▶ **Exercise objective**:
Among the entries below, take the line with "Target: mesh netting" and the line with "Target: sky", and output them and every line between them exactly, with nothing else.

(Saved entries)
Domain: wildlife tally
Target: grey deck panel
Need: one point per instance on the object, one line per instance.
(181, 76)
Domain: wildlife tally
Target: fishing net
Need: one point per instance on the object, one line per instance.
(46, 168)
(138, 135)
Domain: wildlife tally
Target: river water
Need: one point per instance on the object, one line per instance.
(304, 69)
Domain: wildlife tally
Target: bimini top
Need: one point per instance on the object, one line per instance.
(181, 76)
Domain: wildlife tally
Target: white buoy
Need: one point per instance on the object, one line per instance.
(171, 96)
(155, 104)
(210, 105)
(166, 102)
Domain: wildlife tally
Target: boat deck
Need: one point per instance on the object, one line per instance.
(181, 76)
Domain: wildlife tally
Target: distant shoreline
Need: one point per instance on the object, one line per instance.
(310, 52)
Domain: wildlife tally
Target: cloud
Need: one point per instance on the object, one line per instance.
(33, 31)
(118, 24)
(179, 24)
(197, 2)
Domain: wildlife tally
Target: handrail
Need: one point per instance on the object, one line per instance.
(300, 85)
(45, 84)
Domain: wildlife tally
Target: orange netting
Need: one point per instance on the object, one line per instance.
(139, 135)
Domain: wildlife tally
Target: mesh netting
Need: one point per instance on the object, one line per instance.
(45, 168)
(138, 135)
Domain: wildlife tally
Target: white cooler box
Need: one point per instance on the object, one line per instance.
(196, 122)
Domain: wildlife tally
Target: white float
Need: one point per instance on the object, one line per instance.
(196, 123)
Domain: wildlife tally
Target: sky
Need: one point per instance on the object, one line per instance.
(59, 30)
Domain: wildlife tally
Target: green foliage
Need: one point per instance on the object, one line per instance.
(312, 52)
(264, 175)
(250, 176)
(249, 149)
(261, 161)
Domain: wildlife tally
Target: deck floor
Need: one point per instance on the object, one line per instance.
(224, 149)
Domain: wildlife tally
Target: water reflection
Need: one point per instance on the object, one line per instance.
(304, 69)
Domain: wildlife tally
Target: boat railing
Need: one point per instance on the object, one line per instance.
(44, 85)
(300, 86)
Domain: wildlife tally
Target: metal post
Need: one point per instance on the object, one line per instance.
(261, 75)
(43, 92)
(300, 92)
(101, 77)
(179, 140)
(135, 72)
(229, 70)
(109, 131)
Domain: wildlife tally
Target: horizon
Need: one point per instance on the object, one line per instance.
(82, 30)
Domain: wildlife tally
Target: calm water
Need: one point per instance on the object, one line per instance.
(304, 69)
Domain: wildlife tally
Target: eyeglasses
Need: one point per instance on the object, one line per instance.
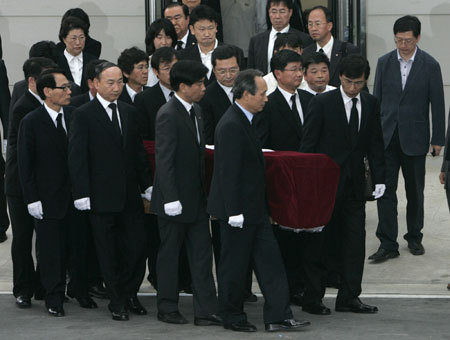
(231, 71)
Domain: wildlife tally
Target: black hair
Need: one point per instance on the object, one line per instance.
(224, 52)
(354, 66)
(291, 40)
(71, 23)
(187, 72)
(202, 12)
(162, 55)
(33, 67)
(406, 24)
(245, 81)
(315, 58)
(130, 57)
(47, 79)
(280, 60)
(155, 28)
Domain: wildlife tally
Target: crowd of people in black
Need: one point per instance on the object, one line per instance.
(77, 173)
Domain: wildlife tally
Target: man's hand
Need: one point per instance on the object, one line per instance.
(35, 210)
(379, 191)
(236, 221)
(173, 208)
(83, 203)
(147, 194)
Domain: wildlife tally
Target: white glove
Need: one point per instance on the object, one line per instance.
(236, 221)
(147, 194)
(35, 210)
(379, 191)
(83, 203)
(173, 208)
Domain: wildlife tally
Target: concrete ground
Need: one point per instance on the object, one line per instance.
(410, 292)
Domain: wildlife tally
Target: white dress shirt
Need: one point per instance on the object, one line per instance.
(76, 66)
(108, 110)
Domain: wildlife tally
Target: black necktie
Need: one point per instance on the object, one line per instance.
(295, 111)
(353, 123)
(115, 119)
(192, 115)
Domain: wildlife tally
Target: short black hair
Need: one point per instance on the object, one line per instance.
(44, 48)
(315, 58)
(130, 57)
(325, 10)
(202, 12)
(161, 24)
(177, 4)
(224, 52)
(280, 60)
(33, 67)
(245, 81)
(162, 55)
(47, 79)
(187, 72)
(71, 23)
(408, 23)
(80, 14)
(354, 66)
(291, 40)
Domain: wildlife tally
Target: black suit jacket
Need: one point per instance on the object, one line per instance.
(276, 126)
(238, 183)
(42, 162)
(257, 48)
(339, 50)
(62, 63)
(24, 105)
(327, 131)
(110, 169)
(180, 169)
(214, 104)
(192, 53)
(148, 103)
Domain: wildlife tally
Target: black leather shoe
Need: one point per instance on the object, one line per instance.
(317, 308)
(56, 311)
(286, 325)
(240, 326)
(98, 291)
(212, 320)
(416, 248)
(383, 255)
(135, 306)
(356, 306)
(119, 315)
(23, 301)
(173, 317)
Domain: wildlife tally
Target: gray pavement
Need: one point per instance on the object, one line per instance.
(409, 290)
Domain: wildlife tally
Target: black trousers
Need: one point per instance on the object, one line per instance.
(240, 246)
(197, 239)
(348, 225)
(26, 278)
(413, 169)
(121, 244)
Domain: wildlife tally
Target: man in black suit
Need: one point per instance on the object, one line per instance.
(203, 24)
(134, 64)
(260, 48)
(26, 280)
(320, 23)
(178, 14)
(42, 155)
(238, 200)
(345, 125)
(179, 197)
(109, 169)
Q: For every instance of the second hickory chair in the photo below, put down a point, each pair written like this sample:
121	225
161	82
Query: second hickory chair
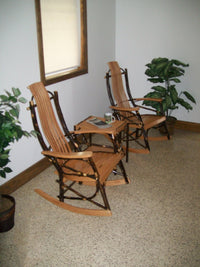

▶ **Final answer**:
Target: mesh netting
Need: one point per instance on the object, one line per instance.
(45, 168)
(138, 135)
Domain: wildlife tally
Target: white cooler box
Need: one point per instance on the object, one line per instance.
(196, 122)
Domain: wildlife tally
Target: white float
Need: one point per instance on the object, one line per instance.
(196, 123)
Domain: wildlife tally
Target: sky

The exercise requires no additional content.